(Dataset entries)
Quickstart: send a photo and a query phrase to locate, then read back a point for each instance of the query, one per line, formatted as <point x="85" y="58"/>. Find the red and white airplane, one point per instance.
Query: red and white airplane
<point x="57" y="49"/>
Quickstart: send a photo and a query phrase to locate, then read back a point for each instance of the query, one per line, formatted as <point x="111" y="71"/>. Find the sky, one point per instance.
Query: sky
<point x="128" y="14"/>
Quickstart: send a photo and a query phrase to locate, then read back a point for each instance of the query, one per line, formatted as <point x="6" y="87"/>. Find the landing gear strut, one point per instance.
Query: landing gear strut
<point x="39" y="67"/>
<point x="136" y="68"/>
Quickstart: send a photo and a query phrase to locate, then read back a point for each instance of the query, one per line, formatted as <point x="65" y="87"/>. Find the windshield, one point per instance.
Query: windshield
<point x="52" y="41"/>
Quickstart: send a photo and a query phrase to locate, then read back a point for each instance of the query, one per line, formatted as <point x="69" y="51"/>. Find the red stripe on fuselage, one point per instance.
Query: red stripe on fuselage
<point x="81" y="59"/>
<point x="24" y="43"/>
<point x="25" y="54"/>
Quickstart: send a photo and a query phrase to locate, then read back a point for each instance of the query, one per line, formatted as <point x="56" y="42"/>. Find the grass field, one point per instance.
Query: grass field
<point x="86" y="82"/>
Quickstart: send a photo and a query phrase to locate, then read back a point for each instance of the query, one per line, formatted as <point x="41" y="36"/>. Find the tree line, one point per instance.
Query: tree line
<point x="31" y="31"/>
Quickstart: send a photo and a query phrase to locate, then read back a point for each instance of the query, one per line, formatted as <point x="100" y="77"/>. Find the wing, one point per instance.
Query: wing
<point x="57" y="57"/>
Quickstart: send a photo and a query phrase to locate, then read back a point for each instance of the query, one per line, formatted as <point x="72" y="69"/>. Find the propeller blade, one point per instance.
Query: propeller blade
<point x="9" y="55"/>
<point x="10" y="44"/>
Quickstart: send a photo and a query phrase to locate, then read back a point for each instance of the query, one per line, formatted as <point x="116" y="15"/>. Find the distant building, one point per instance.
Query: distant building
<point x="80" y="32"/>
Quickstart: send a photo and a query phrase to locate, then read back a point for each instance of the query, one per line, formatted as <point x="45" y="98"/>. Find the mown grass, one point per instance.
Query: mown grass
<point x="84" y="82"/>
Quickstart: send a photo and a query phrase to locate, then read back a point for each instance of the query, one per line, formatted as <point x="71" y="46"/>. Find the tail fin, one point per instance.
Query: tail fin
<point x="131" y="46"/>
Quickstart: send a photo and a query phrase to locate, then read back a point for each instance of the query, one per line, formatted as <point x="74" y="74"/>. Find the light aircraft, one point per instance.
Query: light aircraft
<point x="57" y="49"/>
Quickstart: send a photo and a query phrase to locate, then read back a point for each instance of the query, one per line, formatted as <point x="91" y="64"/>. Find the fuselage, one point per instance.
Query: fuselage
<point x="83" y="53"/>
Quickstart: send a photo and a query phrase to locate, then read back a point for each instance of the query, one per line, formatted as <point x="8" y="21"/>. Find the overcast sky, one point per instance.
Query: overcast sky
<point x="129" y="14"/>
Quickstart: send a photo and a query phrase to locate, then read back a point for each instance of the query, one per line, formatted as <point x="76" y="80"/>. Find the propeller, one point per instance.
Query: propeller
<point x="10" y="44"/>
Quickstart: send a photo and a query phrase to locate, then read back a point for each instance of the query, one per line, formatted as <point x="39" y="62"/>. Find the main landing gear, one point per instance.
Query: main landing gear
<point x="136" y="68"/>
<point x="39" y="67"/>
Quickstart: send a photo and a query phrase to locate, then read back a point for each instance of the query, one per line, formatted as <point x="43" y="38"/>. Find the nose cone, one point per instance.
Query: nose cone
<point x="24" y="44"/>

> [WHAT YOU HAVE TO DO]
Your reply should consist of all the records, restated exactly.

> [WRITTEN ANSWER]
Quickstart: send a photo and a query phrase to locate, then read back a point for each instance of the query, one per line, formatted as <point x="85" y="58"/>. Find the red and white airplane, one point per instance.
Query: red and white airplane
<point x="57" y="49"/>
Quickstart: send a photo and a query phrase to locate, then read back a point for each instance of the query, one per line, formatted as <point x="111" y="71"/>. Find the sky, one point per instance.
Query: sky
<point x="128" y="14"/>
Quickstart: send a photo and a query phrase to locate, then read back a point for each instance of the query, one per line, formatted as <point x="6" y="87"/>. Find the landing gear strut, one point per instance.
Query: landing gear strut
<point x="39" y="67"/>
<point x="136" y="68"/>
Quickstart: send a photo and a query phrase to locate, then read back a point for each instance of the query, one per line, formatted as <point x="65" y="87"/>. Find the windshield, one point per instance.
Query: windshield
<point x="52" y="41"/>
Quickstart: send a photo and a query phrase to locate, then read back a point for each instance of the query, one per line, formatted as <point x="69" y="51"/>. Find the red stripe on fuselage, one point per instance.
Query: red stripe on fuselage
<point x="81" y="59"/>
<point x="24" y="43"/>
<point x="25" y="54"/>
Quickstart: send a photo and a query phrase to locate, then read back a point for each instance of the query, one per line, formatted as <point x="56" y="42"/>. Find the grass field, one point per instance.
Query: grass field
<point x="86" y="82"/>
Quickstart: send a photo and a query phrase to locate, then read back a point for each instance of the query, one per line, formatted as <point x="41" y="36"/>. Find the tree line, one point per instance.
Query: tree line
<point x="31" y="31"/>
Quickstart: send a photo and a query phrase to locate, then read back a point for each instance of the query, one per line, formatted as <point x="100" y="77"/>. Find the wing, one point per instance.
Query: wing
<point x="57" y="57"/>
Quickstart: send a photo and a query phrase to locate, then read back a point for each instance of the query, one per line, formatted as <point x="72" y="69"/>. Find the propeller blade, one point per instance.
Query: propeller blade
<point x="9" y="55"/>
<point x="10" y="44"/>
Quickstart: send a photo and a query phrase to locate, then read back a point for each instance of the query, one per line, formatted as <point x="116" y="15"/>. Find the distant building, one point per instance.
Query: distant building
<point x="80" y="32"/>
Quickstart: send a photo and a query phrase to locate, then read back a point for each instance of the query, one per line, formatted as <point x="45" y="98"/>. Find the mown grass, one point per instance.
Query: mown grass
<point x="84" y="82"/>
Quickstart: send a photo and a query phrase to locate, then read back a point for each instance of the query, one per line, formatted as <point x="71" y="46"/>. Find the tail fin, one point per instance.
Query: tail fin
<point x="131" y="46"/>
Quickstart: send a photo and a query phrase to locate, then read back a point for each instance of the query, one per line, formatted as <point x="74" y="74"/>. Find the light aircraft, one point per instance.
Query: light aircraft
<point x="57" y="49"/>
Quickstart: send a photo and a query phrase to locate, then read back a point for each instance of the query, one per line, formatted as <point x="91" y="64"/>. Find the fuselage, one point per instance.
Query: fuselage
<point x="83" y="53"/>
Quickstart: send a photo and a query phrase to locate, then read back a point for each instance of the query, one per line, formatted as <point x="8" y="21"/>. Find the overcast sky, one point per instance.
Query: overcast sky
<point x="129" y="14"/>
Quickstart: send a photo and a query phrase to locate, then read back a point for each instance of the query, one per line, formatted as <point x="76" y="80"/>. Find the propeller, one point per instance.
Query: propeller
<point x="10" y="44"/>
Quickstart: send a photo and a query phrase to locate, then read back a point for each instance of the query, one per line, formatted as <point x="39" y="62"/>. Find the main landing gear, one point per instance.
Query: main landing gear
<point x="136" y="68"/>
<point x="39" y="67"/>
Quickstart: send a photo and a query phrase to locate, then read back a point for each instance of the query, one per line, formatted as <point x="43" y="38"/>. Find the nose cone, one point per instance.
Query: nose cone
<point x="24" y="44"/>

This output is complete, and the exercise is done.